→ THE PROBLEM:
The essay about liking people opens with a list of what people are "a product of." Name every item in that list.

→ PASSAGE PROVIDED:
I like people. I like how everyone is different. We're a product of our personalities, our hearts, souls, experiences, geography, perceptions, etc. No two people are exactly alike. And they shouldn't be, for Pete's sake! My brain picks up on the nuanced differences. The similarities are obvious for obvious reasons, but the things that set us apart are what make us true works of art. I've been doing it for as long as I can remember. The way people pronounce certain words, their eyes when they talk about different subjects, their posture, the rate, frequency, and intensity of their laugh, their million different smiles, frowns and blank stares.
I really like people. I really like honest people. I'm not saying that I like it when people spew about their own contrived self-importance because, to them, that's being honest. What I'm talking about is the honesty of their living. Their expressions are their own, not borrowed from someone else.
Because there are far too many scavengers out there. Maybe you think you're getting away with it. Maybe you think no one notices that you pick through the flesh and muscle of real people, tear out what you wish were yours and wear it like the Reavers in Firefly. Yo might be fooling a lot of people. But you are not fooling me.

→ DATA PROVIDED:
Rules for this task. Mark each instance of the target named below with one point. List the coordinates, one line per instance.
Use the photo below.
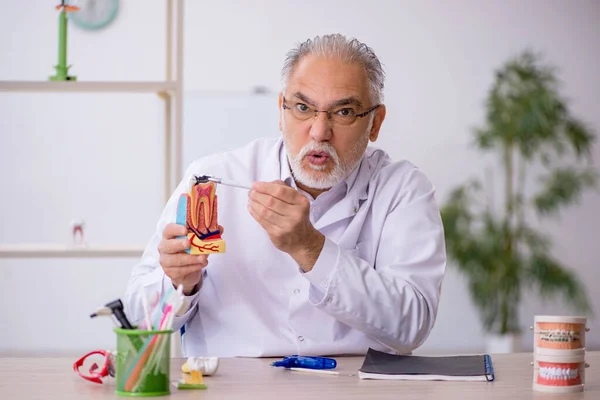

→ TASK ANSWER:
personalities, hearts, souls, experiences, geography, perceptions